──────── Page extract ────────

As a result of the technological boom in the last three decades, the perception and definition of telecommunications have changed, and the telecom sector has grown rapidly. As the sector develops, more stakeholders become involved, the pace of technological and legislative changes increases, and the more complex the sector gets. This growing complexity and the underlying technicalities make the telecom sector more prone to disputes stemming from a variety of reasons, and arsing between a variety of parties.
While one could believe that disputes in the telecom sector primarily relate to sector-specific technical issues between the stakeholders and the regulator, most disputes actually take place between market players, which usually are private entities, over the commercial aspects of their transactions. Nevertheless, these are perceived as “telecom disputes” because of the parties’ identities; such disputes are perhaps best described as disputes with a “telecom flavour”.

──────── Dataset excerpts ────────

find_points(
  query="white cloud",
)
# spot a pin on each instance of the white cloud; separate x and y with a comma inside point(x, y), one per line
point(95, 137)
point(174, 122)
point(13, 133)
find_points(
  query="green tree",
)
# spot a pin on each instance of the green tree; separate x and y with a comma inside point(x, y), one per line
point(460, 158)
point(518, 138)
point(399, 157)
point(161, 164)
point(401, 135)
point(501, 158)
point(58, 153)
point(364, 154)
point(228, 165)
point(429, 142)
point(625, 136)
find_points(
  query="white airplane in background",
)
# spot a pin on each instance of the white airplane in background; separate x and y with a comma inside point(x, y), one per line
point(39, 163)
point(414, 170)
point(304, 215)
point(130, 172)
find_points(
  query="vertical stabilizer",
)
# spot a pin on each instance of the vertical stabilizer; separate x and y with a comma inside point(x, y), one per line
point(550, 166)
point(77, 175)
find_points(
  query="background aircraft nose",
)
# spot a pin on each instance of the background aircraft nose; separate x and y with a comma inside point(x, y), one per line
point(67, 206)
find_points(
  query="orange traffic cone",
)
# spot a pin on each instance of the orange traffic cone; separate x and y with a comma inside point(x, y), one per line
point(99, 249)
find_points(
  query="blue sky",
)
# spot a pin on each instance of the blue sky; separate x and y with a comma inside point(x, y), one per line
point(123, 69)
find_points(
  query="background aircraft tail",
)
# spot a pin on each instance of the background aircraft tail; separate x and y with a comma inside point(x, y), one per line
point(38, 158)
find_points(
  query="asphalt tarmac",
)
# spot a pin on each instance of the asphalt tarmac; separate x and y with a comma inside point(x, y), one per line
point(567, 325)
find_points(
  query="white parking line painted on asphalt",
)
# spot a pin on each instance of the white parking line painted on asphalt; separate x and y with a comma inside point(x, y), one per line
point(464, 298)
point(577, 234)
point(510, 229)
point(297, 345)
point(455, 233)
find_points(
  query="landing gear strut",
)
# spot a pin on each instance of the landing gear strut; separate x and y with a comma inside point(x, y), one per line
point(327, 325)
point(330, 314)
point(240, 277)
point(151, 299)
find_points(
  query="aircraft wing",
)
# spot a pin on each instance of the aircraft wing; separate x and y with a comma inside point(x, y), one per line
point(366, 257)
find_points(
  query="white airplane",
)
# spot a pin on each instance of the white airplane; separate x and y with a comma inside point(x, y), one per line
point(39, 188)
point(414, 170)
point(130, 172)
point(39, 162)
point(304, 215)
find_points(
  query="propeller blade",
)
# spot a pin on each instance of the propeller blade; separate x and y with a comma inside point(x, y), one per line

────────

• [Actions to take]:
1) Answer these questions from the passage on telecom disputes:
(a) Over what span of time has the technological boom taken place?
(b) Between whom do most disputes in the telecom sector actually take place?
(c) What phrase does the text say perhaps best describes such disputes?
2) List each change that the passage on telecom disputes says comes about as the sector develops.

• [Responses]:
1)
(a) The last three decades.
(b) Between market players, which usually are private entities.
(c) Disputes with a "telecom flavour".

2)
- More stakeholders become involved.
- The pace of technological and legislative changes increases.
- The sector gets more complex.